#### Document source
Sur question du tribunal, M. Scheidegger a confirmé que les cartes de vote des personnes qui s’étaient rendues au local de vote avaient été détruites, mais que leur nombre était faible par rapport à l’ensemble des suffrages exprimés.

e. Agissant pour la commune de Vernier, Monsieur Apothéloz, conseiller administratif élu, a déclaré que la commune persistait dans ses écritures et s’en rapportait à justice. Lors de rencontres avec des habitants des quartiers de Vernier-Village et des Libellules, avant le premier tour, il lui avait été rapporté une campagne très active du MCG, mais il ne lui avait pas été décrit de faits semblables à ceux contenus dans la procédure pénale. Il n’avait pas donné de consignes au personnel communal pour aller chercher du matériel de vote remis aux électeurs. A sa connaissance, aucun des membres du Conseil administratif n’avait donné de telles instructions et il ne lui avait pas été rapporté par un agent municipal que Mme Buntschu, qui était en charge de ces derniers, aurait donné de tels ordres. Aucun des militants de son propre parti n’avait fait de porte-à-porte et il lui avait semblé que l’ensemble des autres, hormis le MCG, utilisait des moyens ordinaires de propagande, comme les stands et les tracts.
########
* [Travail à faire]
1/ Selon le document source, qu'est-ce qui atténue la portée de la destruction des cartes de vote confirmée par M. Scheidegger ? Répondez en une à trois phrases.
2/ Reprenez le texte sur le scrutin de Vernier juste après sa dernière phrase.
#### Données fournies
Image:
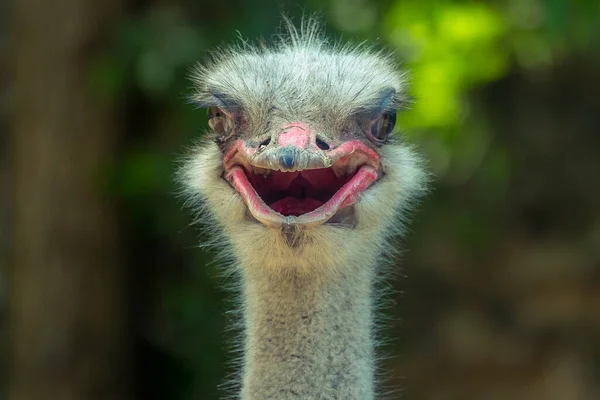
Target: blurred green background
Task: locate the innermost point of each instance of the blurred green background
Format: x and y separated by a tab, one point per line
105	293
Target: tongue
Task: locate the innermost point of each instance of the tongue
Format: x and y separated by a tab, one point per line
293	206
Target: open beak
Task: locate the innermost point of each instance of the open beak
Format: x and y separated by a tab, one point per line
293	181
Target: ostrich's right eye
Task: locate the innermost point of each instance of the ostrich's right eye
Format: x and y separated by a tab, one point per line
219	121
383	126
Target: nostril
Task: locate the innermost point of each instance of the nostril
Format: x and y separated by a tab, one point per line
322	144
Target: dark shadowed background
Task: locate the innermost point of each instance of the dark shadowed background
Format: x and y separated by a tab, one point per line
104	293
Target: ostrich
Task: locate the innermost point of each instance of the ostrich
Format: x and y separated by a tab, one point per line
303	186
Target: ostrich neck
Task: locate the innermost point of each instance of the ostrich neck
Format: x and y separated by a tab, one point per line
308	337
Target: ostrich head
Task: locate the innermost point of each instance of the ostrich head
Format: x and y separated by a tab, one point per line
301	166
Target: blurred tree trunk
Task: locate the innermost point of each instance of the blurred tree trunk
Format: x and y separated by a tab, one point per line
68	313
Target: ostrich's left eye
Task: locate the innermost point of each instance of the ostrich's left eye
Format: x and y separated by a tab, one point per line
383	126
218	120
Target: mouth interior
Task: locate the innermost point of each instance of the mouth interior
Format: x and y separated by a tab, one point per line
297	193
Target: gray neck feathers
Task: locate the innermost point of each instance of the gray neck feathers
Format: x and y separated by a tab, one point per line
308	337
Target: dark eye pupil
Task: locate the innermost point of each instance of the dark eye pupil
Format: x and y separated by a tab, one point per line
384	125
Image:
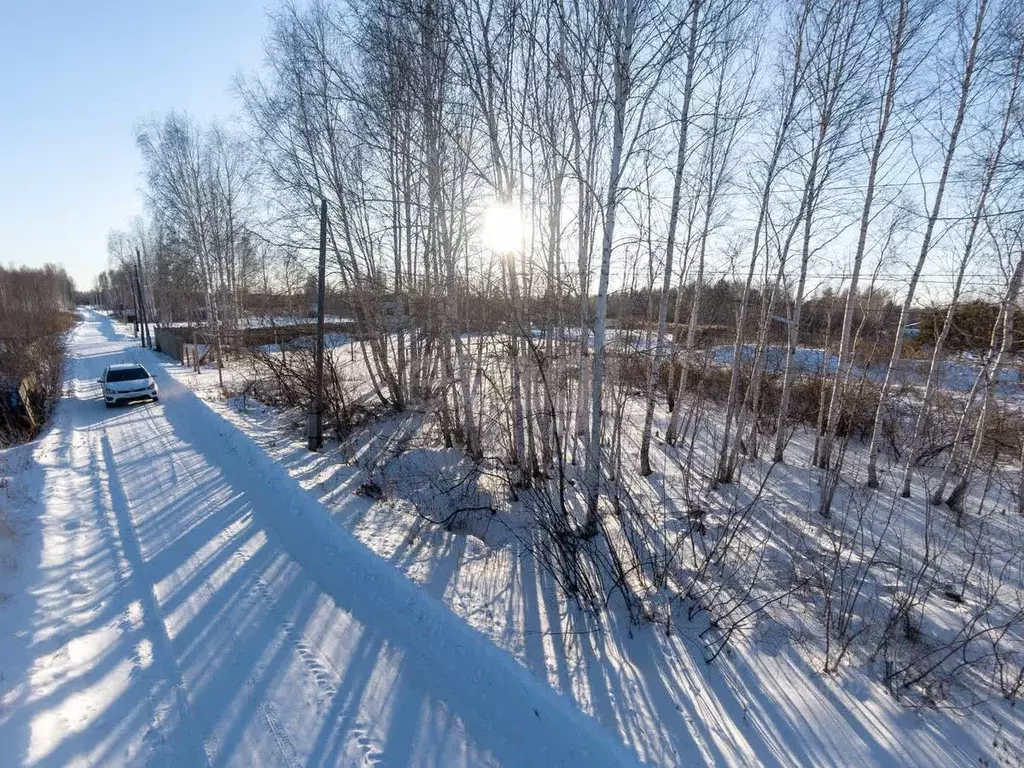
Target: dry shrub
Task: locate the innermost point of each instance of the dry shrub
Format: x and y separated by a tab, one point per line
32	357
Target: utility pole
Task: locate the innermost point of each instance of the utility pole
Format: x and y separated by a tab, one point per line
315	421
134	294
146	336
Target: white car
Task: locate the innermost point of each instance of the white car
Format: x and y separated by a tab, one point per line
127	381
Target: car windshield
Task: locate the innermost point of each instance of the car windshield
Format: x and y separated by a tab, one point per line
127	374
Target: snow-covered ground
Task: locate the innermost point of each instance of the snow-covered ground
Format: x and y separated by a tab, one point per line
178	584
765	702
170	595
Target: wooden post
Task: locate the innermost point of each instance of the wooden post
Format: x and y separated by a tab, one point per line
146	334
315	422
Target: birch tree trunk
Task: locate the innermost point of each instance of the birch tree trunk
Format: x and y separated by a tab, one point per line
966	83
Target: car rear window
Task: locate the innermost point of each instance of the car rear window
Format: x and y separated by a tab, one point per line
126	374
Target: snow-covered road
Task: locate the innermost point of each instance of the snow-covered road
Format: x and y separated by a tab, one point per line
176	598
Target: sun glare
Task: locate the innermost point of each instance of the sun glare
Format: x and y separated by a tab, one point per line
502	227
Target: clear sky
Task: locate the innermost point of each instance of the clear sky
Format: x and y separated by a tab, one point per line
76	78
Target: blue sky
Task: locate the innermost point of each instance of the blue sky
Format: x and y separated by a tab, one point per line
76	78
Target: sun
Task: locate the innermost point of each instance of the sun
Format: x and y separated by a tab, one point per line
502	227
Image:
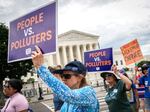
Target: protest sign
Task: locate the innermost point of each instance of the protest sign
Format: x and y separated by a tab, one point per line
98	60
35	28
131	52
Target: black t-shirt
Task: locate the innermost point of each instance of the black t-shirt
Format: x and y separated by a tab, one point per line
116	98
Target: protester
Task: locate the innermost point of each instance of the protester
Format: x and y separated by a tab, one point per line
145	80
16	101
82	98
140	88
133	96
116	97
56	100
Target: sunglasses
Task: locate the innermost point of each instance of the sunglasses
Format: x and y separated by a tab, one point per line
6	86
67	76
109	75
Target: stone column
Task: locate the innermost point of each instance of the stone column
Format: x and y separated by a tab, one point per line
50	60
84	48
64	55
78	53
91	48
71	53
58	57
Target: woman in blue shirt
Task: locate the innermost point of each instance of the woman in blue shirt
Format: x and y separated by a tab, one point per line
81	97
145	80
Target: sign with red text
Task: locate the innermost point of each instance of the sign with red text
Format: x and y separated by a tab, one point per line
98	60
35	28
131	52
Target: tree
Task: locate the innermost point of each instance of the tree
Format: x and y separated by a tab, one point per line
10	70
########
#### Données fournies
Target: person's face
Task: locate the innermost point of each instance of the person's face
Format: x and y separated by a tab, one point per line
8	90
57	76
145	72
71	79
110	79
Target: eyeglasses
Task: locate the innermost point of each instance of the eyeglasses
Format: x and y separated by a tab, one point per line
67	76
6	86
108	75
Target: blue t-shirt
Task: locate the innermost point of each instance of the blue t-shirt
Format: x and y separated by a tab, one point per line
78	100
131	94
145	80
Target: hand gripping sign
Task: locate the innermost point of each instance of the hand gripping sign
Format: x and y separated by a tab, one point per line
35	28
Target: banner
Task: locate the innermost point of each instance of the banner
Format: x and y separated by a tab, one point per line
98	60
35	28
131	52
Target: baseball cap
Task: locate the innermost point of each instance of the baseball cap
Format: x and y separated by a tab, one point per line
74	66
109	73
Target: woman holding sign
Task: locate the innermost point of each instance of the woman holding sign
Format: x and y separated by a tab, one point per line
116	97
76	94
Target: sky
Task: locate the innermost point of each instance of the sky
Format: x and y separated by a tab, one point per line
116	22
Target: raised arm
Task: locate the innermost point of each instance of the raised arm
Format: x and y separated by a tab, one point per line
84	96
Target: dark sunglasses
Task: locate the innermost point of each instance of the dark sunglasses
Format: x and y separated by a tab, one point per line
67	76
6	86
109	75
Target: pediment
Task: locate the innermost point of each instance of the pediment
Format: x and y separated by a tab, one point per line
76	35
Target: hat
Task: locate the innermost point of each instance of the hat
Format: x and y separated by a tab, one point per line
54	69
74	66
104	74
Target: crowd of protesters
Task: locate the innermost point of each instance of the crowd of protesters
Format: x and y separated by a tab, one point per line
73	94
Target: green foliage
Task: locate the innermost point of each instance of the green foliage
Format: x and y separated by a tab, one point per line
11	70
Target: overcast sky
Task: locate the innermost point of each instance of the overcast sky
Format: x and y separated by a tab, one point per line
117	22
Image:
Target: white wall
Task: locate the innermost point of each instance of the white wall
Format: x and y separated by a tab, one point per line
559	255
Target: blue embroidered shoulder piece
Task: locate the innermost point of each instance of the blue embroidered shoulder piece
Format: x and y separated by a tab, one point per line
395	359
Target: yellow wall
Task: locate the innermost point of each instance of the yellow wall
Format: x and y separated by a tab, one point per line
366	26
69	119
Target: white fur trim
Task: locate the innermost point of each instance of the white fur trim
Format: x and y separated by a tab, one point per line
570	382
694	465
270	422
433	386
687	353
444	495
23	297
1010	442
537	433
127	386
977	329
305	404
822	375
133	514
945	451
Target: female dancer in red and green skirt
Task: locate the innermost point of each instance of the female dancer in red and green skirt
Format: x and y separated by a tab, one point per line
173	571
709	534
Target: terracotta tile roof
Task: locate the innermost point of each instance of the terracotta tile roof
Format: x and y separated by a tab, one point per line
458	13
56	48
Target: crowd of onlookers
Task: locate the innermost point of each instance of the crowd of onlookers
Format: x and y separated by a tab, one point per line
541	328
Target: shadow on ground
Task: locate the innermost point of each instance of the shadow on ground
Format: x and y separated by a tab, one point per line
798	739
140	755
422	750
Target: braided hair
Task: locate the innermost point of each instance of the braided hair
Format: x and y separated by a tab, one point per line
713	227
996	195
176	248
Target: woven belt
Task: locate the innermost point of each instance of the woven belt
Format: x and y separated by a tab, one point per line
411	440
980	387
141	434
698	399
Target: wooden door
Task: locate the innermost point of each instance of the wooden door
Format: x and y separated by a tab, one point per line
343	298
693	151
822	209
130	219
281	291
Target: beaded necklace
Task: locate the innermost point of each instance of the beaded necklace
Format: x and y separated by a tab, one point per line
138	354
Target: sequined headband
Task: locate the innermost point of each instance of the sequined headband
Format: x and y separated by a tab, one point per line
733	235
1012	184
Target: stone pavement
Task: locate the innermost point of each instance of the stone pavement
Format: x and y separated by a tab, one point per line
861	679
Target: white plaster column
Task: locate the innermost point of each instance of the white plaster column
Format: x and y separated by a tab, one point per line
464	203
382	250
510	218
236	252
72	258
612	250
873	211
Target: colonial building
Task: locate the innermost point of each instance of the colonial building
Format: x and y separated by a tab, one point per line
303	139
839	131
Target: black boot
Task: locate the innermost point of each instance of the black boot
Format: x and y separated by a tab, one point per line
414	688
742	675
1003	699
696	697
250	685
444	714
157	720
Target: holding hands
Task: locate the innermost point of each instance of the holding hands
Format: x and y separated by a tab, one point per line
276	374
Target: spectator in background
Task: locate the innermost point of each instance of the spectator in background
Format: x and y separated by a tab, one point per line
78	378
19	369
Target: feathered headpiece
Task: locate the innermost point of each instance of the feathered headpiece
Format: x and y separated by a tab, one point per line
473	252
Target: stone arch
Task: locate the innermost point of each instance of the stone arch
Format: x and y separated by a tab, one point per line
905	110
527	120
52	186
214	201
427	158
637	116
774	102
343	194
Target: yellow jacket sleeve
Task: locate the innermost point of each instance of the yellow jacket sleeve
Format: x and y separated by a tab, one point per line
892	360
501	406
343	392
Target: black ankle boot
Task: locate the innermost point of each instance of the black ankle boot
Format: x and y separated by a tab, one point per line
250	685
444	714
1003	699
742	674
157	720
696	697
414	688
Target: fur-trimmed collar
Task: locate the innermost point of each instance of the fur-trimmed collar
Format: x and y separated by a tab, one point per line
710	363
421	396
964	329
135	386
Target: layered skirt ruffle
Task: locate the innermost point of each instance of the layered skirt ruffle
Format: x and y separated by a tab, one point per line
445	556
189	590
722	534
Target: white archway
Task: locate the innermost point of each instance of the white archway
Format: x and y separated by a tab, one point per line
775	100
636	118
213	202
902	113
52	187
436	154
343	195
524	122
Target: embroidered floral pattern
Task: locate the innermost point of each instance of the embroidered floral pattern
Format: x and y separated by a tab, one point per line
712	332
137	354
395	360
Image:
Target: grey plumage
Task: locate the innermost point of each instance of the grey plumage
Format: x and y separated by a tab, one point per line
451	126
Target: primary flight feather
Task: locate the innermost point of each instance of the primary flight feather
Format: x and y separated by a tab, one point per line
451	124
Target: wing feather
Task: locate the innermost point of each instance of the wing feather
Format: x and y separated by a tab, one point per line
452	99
########
* [Résultats obtenus]
1/ Les cartes détruites étaient celles des personnes venues au local de vote. Leur nombre était faible par rapport à l'ensemble des suffrages exprimés.

2/
Du fait de l’accession de certaines personnes de nationalité étrangère au droit de vote, le corps électoral de la commune avait passé d’environ douze mille à vingt mille personnes. Il avait été organisé le 4 septembre 2006 une soirée d’information à laquelle avaient assisté environ sept cents personnes, invitées sur la base d’une liste d’adresses des nouveaux électeurs étrangers fournie par le service des votations et élections. L’ensemble du Conseil administratif sortant, soit M. Zufferey, Mme Buntschu et M. Apothéloz, était présent et les partis ayant alors des élus au conseil municipal étaient représentés. Lors de cette manifestation, il n’avait pas été prévu de présentation du matériel électoral courant.

f. Le MCG a été entendu par la voix de Monsieur Jost, son président. Il n’était pas domicilié sur le territoire de la commune de Vernier et n’avait pas participé personnellement à la campagne proprement dite, son rôle s’étant limité à l’impression de papillons. Il n’avait pas non plus participé à des séances formelles avec des personnes qui aidaient M. Cerutti dans sa campagne. L’arrivée de nouveaux électeurs, de nationalité étrangère, avait été discutée mais le MCG n’avait pas conçu de campagne particulière à leur égard.

Le MCG conclut au rejet du recours.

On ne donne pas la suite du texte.